## Document excerpt
⁂

In Nippur, Ninurta was worshiped as part of a triad of deities including his father, Enlil and his mother, Ninlil. Ninurta often appears holding a bow and arrow, a sickle sword, or a mace named Sharur: Sharur is capable of speech in the Sumerian legend “Deeds and Exploits of Ninurta” and can take the form of a winged lion and may represent an archetype for the later Shedu.

Ekur (É.KUR) is a Sumerian term meaning “mountain house”. It is the assembly of the gods in the Garden of the gods, parallel in Greek mythology to Mount Olympus and was the most revered and sacred building of ancient Sumer.

In the Hymn to Enlil, the Ekur is closely linked to Enlil whilst in Enlil and Ninlil it is the abode of the Annanuki, from where Enlil is banished. The fall of Ekur is described in the Lament for Ur.

⁂

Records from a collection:
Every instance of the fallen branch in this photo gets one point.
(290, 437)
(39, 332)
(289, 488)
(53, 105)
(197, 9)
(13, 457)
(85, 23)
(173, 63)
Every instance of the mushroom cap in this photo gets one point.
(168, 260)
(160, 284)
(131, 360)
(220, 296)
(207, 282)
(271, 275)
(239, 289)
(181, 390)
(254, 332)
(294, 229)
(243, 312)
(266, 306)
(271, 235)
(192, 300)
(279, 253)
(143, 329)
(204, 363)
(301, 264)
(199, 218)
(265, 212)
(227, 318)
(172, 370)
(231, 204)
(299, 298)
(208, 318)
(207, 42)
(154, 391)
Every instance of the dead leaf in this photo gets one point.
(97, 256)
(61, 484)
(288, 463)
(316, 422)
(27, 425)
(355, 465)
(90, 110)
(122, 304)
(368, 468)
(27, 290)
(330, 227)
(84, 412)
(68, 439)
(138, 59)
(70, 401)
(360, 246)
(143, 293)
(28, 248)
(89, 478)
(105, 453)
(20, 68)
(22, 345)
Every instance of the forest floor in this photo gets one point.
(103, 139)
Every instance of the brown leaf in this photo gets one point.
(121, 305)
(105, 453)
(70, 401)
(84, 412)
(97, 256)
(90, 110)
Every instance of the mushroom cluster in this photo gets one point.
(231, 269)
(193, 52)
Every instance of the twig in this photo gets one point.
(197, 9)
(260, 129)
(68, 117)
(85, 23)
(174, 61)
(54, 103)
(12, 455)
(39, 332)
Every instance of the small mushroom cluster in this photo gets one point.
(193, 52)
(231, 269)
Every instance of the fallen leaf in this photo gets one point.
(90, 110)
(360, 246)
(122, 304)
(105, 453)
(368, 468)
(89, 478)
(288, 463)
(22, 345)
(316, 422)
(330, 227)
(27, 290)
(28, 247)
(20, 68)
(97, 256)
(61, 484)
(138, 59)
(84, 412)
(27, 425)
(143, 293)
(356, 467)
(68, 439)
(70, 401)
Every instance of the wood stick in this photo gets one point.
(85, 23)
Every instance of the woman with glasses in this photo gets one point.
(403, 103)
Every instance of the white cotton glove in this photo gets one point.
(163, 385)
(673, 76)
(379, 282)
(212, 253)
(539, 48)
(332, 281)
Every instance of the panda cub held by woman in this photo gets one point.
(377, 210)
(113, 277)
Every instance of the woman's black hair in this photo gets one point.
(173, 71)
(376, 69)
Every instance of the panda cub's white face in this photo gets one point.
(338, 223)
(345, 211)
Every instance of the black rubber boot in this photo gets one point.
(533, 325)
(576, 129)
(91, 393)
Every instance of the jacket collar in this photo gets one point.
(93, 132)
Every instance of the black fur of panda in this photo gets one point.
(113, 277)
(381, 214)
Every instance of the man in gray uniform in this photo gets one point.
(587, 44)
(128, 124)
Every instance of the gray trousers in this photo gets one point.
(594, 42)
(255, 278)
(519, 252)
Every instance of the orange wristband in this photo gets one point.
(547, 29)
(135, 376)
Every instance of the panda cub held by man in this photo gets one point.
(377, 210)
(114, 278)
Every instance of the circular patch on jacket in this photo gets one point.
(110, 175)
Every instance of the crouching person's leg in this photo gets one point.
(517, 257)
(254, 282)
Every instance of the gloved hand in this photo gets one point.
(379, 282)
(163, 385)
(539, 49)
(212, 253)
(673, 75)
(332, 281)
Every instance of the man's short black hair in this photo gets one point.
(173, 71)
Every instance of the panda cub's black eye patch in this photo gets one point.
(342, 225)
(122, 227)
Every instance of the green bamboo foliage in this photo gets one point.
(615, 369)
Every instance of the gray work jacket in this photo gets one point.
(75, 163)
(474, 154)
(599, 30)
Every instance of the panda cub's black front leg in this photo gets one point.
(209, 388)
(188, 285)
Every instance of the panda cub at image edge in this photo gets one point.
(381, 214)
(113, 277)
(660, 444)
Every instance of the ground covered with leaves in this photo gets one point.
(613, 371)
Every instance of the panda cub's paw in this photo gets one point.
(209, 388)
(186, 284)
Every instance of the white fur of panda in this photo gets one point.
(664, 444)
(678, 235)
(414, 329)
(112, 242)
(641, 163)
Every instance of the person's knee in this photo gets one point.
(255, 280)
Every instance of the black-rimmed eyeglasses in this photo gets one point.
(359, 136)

⁂

## Exercises to complete
A – Translate this sentence from the Sumerian mythology passage into Spanish: "The fall of Ekur is described in the Lament for Ur."
B – Write out the section of the Sumerian mythology passage starting at "In Nippur, Ninurta" and ending at "Lament for Ur.".
Work only from the Sumerian mythology passage and leave the rows out of it.

## Response list
A – La caída del Ekur se describe en el Lamento por Ur.

B –
In Nippur, Ninurta was worshiped as part of a triad of deities including his father, Enlil and his mother, Ninlil. Ninurta often appears holding a bow and arrow, a sickle sword, or a mace named Sharur: Sharur is capable of speech in the Sumerian legend “Deeds and Exploits of Ninurta” and can take the form of a winged lion and may represent an archetype for the later Shedu.

Ekur (É.KUR) is a Sumerian term meaning “mountain house”. It is the assembly of the gods in the Garden of the gods, parallel in Greek mythology to Mount Olympus and was the most revered and sacred building of ancient Sumer.

In the Hymn to Enlil, the Ekur is closely linked to Enlil whilst in Enlil and Ninlil it is the abode of the Annanuki, from where Enlil is banished. The fall of Ekur is described in the Lament for Ur.